■ **Problem requirements**
Search the data for the word "below" and copy every line where it occurs.

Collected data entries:
==================================================

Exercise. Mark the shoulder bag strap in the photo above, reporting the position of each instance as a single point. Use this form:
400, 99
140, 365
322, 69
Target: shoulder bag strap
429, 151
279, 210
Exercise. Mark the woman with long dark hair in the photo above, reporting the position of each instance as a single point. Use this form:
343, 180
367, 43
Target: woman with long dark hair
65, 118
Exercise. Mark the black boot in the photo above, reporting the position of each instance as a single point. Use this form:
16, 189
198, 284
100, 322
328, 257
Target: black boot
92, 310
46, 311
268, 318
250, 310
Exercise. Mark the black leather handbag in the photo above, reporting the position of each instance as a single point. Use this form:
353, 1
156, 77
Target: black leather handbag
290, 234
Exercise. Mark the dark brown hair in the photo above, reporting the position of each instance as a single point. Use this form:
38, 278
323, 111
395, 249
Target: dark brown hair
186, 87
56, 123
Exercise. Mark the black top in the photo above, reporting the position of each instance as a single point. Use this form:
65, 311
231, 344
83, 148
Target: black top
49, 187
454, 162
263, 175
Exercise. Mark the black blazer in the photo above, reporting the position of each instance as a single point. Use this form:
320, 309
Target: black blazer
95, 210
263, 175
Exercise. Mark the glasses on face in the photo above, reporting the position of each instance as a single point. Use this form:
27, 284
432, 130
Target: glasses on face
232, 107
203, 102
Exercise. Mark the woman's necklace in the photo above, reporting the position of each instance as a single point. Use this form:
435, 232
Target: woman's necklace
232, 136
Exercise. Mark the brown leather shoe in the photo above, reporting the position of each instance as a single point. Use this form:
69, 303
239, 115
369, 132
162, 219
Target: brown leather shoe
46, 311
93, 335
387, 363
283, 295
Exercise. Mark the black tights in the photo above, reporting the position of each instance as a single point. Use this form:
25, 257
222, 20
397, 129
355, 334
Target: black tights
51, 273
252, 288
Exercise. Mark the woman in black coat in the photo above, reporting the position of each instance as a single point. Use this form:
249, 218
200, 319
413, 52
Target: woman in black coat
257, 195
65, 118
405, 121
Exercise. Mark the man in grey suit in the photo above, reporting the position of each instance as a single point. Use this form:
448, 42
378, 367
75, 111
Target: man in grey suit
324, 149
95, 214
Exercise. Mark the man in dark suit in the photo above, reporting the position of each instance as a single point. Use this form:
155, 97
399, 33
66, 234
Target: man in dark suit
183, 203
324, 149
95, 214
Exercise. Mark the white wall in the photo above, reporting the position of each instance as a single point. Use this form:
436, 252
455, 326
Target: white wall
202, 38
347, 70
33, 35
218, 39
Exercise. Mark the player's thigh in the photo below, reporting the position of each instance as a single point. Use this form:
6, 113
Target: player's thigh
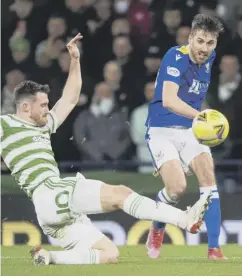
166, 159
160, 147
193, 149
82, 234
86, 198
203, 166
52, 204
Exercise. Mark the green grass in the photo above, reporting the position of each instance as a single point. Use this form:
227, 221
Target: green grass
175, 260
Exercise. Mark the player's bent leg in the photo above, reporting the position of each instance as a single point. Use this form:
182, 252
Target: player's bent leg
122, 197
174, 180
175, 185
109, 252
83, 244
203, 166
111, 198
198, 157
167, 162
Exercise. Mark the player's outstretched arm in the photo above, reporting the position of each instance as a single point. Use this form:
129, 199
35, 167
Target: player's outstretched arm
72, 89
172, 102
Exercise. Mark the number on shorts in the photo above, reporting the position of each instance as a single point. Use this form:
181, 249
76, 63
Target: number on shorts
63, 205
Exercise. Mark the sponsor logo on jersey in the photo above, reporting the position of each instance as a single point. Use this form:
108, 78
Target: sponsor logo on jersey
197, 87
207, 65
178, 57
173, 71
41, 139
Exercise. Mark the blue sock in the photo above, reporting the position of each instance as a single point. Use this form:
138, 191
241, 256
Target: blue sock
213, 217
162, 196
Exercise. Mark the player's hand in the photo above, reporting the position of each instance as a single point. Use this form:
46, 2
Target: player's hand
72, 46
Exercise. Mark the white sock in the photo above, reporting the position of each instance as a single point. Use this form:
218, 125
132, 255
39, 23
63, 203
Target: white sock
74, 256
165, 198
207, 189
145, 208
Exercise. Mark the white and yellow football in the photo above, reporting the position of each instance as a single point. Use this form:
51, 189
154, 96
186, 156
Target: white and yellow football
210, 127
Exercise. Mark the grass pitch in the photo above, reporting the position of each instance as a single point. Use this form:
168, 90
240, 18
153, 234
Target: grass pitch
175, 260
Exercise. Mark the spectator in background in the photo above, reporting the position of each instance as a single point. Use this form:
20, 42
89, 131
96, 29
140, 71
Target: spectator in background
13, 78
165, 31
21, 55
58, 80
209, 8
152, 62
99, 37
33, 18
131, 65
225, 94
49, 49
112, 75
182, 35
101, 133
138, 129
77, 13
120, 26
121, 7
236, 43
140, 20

==================================================

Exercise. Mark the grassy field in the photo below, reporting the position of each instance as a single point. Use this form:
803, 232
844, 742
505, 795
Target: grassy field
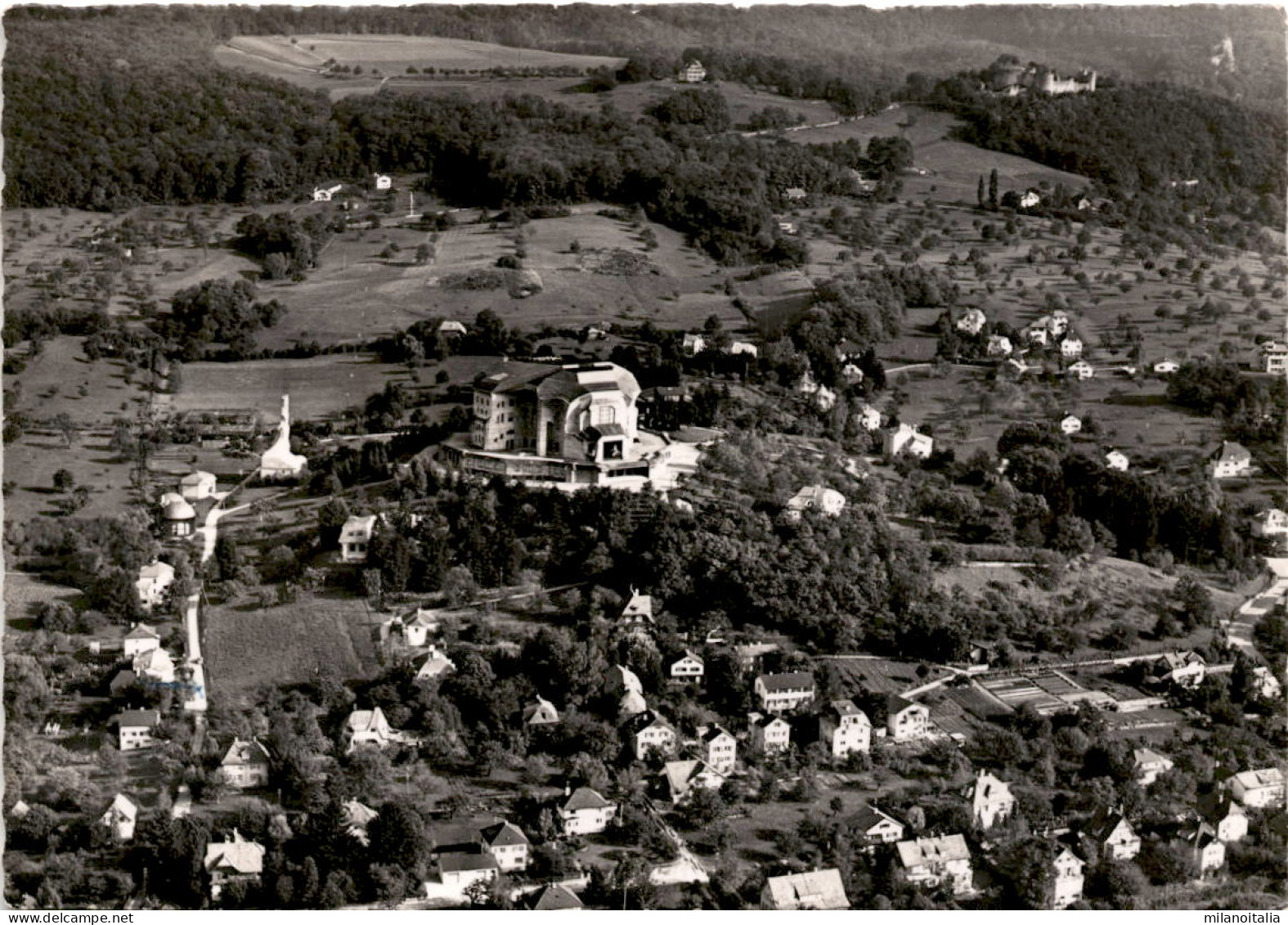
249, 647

==================================================

■ **Output of the task**
Exercise. Mark the player's thigh in the photo below, reporting the position of each instance as a single point. Use this form:
Exercise. Mark the grassy field in the photo below, reporting the position of each instance as a single point. Use this form:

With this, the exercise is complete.